Dataset entries:
□ □ □ □ □

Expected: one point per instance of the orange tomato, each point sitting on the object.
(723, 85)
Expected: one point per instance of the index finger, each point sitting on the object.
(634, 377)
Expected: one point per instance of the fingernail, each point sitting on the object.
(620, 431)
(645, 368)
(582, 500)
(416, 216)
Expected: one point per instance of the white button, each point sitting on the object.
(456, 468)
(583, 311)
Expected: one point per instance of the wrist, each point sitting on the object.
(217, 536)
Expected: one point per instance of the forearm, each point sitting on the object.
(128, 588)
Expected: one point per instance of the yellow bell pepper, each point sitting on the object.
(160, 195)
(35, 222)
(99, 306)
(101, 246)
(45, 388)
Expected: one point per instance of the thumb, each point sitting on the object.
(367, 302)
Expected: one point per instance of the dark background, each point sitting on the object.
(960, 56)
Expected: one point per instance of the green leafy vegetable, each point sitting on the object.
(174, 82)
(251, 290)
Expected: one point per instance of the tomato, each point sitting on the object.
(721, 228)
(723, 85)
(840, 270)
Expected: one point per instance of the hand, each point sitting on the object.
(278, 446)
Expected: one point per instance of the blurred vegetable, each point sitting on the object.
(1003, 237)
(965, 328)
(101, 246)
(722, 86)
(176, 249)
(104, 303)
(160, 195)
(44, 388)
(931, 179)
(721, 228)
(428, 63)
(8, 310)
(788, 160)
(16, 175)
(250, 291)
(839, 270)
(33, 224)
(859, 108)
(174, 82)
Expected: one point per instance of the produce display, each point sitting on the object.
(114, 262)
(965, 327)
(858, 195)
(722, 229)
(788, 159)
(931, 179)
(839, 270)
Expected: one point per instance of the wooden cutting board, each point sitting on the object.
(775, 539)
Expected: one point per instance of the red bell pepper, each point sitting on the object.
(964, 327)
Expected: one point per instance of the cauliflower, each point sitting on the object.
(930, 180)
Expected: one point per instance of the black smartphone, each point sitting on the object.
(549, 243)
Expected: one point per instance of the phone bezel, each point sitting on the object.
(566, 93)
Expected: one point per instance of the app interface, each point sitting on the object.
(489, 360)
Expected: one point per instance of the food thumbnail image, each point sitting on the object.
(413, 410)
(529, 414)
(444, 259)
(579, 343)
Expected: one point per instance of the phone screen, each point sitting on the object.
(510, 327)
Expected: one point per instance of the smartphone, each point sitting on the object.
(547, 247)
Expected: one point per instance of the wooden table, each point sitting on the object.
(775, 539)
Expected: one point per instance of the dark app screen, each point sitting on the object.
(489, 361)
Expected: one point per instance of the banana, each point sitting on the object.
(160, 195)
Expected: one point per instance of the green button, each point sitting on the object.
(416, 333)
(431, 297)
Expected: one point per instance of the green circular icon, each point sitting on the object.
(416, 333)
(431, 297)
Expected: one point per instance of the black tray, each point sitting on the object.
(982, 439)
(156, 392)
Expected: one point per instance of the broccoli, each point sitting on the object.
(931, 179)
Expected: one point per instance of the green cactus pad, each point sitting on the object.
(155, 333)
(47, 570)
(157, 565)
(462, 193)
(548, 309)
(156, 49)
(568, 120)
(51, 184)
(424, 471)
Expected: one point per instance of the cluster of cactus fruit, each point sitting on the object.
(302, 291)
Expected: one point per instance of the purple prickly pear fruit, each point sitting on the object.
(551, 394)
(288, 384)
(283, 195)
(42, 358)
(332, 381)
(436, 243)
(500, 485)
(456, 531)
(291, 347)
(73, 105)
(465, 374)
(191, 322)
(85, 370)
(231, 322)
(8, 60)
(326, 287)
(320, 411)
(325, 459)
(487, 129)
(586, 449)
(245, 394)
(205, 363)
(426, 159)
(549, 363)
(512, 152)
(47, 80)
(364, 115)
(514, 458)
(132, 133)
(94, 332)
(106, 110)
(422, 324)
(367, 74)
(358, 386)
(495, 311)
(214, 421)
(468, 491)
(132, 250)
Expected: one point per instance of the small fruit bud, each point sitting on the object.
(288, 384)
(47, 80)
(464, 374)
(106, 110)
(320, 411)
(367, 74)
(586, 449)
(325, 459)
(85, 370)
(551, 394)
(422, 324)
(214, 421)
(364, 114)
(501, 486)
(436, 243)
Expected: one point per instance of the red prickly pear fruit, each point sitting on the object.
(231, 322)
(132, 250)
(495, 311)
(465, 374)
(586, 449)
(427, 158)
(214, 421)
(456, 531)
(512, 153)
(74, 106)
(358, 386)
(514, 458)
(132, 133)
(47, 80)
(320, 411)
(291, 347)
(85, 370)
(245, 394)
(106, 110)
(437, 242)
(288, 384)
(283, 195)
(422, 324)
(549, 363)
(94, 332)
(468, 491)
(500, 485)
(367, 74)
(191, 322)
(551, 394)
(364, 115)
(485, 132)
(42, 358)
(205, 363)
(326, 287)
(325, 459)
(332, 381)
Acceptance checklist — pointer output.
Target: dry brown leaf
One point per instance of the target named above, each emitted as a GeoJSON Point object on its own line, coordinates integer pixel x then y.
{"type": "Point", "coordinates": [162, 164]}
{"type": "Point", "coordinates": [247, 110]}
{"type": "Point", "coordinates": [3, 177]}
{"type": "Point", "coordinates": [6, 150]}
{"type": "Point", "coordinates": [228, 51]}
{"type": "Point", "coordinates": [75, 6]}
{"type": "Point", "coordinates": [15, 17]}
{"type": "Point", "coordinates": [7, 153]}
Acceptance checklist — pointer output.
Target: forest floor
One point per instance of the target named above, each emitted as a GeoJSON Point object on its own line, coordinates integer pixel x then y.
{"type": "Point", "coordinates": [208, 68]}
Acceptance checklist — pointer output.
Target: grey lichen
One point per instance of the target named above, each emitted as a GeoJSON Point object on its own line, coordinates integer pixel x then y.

□ □ □ □ □

**ABOUT THIS EXERCISE**
Repeat each of the entries above precisely as given.

**ANSWER FOR THE TASK**
Expected: one point per instance of the orange tomato, each point sitting on the object.
(723, 85)
Expected: one point per instance of the index finger, each point sitting on the object.
(634, 377)
Expected: one point per instance of the fingernail, each point sitting on the object.
(620, 431)
(645, 368)
(582, 500)
(416, 216)
Expected: one point per instance of the white button, each point sitting on the object.
(456, 468)
(583, 311)
Expected: one point per instance of the wrist, each point sitting on the object.
(217, 536)
Expected: one point per instance of the forearm, each point sitting on the object.
(128, 588)
Expected: one point per instance of the yellow bell pepper, each point sitting on the object.
(160, 195)
(35, 222)
(99, 306)
(101, 246)
(45, 388)
Expected: one point per instance of the thumb, each point sitting on the object.
(367, 302)
Expected: one point per instance of the dark background, each point sitting on the object.
(960, 56)
Expected: one point per instance of the green leafy vegetable, each point sitting on the object.
(174, 82)
(251, 290)
Expected: one point per instance of the tomato, each point sitting on the object.
(721, 228)
(723, 85)
(840, 270)
Expected: one point per instance of the hand, each point sitting on the object.
(278, 446)
Expected: one point per instance of the blurred vegetable, each point sitting on the object.
(1003, 237)
(965, 328)
(101, 246)
(722, 86)
(176, 249)
(104, 303)
(160, 195)
(44, 388)
(931, 179)
(721, 228)
(428, 63)
(8, 310)
(788, 160)
(16, 175)
(250, 291)
(839, 270)
(33, 224)
(859, 108)
(174, 82)
Expected: one point per instance of the produce display, each point sitting on the object.
(114, 262)
(965, 327)
(858, 195)
(722, 229)
(788, 159)
(931, 179)
(839, 270)
Expected: one point per instance of the wooden cutting board, each point sitting on the object.
(775, 539)
Expected: one point per instance of the red bell pepper, each point sitting on the object.
(964, 327)
Expected: one point per instance of the cauliflower, each point sitting on the object.
(930, 180)
Expected: one point per instance of the black smartphone, each point sitting on the object.
(549, 243)
Expected: one point per instance of the phone bezel, each point sitting on the object.
(566, 93)
Expected: one point per instance of the app interface, each point sitting on the object.
(489, 360)
Expected: one point per instance of the food thumbnail image, each point sitting on the object.
(413, 410)
(529, 414)
(444, 259)
(579, 343)
Expected: one point per instance of the phone screen, each point sitting on the object.
(510, 327)
Expected: one point per instance of the smartphone, each point sitting on the object.
(547, 247)
Expected: one point per instance of the wooden table, each point sitting on the object.
(775, 539)
Expected: one point per instance of the dark app screen, each point sitting on the object.
(489, 361)
Expected: one point per instance of the banana, each point sitting on the object.
(160, 195)
Expected: one point per instance of the green button, each point sitting on the object.
(416, 333)
(431, 297)
Expected: one point per instance of the green circular icon, each point sitting on the object.
(416, 333)
(431, 297)
Expected: one point per instance of the black tray, each point sitting on the object.
(982, 439)
(156, 392)
Expected: one point per instance of the broccoli, each point sitting on the object.
(931, 179)
Expected: one point per instance of the green cactus pad, each point sitting on the object.
(155, 333)
(47, 570)
(157, 565)
(462, 193)
(548, 309)
(156, 49)
(568, 120)
(51, 184)
(424, 471)
Expected: one point per instance of the cluster of cactus fruit, each point sitting on the object.
(302, 291)
Expected: one point per instance of the purple prickly pear fruit, each point sitting on the object.
(551, 394)
(288, 384)
(283, 195)
(42, 358)
(332, 381)
(436, 243)
(500, 485)
(456, 531)
(291, 347)
(73, 105)
(465, 374)
(191, 322)
(85, 370)
(231, 322)
(8, 60)
(326, 287)
(320, 411)
(325, 459)
(487, 129)
(586, 449)
(245, 394)
(205, 363)
(426, 159)
(549, 363)
(512, 152)
(47, 80)
(364, 115)
(514, 458)
(132, 133)
(94, 332)
(106, 110)
(422, 324)
(367, 74)
(358, 386)
(495, 311)
(214, 421)
(468, 491)
(132, 250)
Expected: one point per instance of the small fruit bud, each point sitting on the object.
(288, 384)
(47, 80)
(464, 374)
(106, 110)
(320, 411)
(367, 74)
(586, 449)
(325, 459)
(85, 370)
(551, 394)
(422, 324)
(214, 421)
(364, 114)
(501, 486)
(436, 243)
Expected: one point per instance of the red prickly pear fruit, each point sitting on the object.
(231, 322)
(132, 250)
(495, 311)
(465, 374)
(586, 449)
(427, 158)
(214, 421)
(456, 531)
(512, 153)
(74, 106)
(358, 386)
(514, 458)
(132, 133)
(47, 80)
(320, 411)
(291, 347)
(85, 370)
(245, 394)
(106, 110)
(437, 242)
(288, 384)
(283, 195)
(422, 324)
(549, 363)
(94, 332)
(468, 491)
(500, 485)
(367, 74)
(191, 322)
(551, 394)
(364, 115)
(485, 132)
(42, 358)
(205, 363)
(326, 287)
(325, 459)
(332, 381)
Acceptance checklist — pointer output.
Target: dry brown leaf
One point per instance of the target named above, each emitted as a GeoJSON Point object on its own line, coordinates integer pixel x then y.
{"type": "Point", "coordinates": [162, 164]}
{"type": "Point", "coordinates": [247, 110]}
{"type": "Point", "coordinates": [3, 177]}
{"type": "Point", "coordinates": [6, 150]}
{"type": "Point", "coordinates": [228, 51]}
{"type": "Point", "coordinates": [75, 6]}
{"type": "Point", "coordinates": [15, 17]}
{"type": "Point", "coordinates": [7, 153]}
Acceptance checklist — pointer output.
Target: forest floor
One point per instance of the target named above, each emitted as a GeoJSON Point object on its own line, coordinates integer pixel x then y.
{"type": "Point", "coordinates": [208, 68]}
Acceptance checklist — pointer output.
Target: grey lichen
One point per instance of the target named above, each emitted as a GeoJSON Point object on its own line, coordinates integer pixel x then y.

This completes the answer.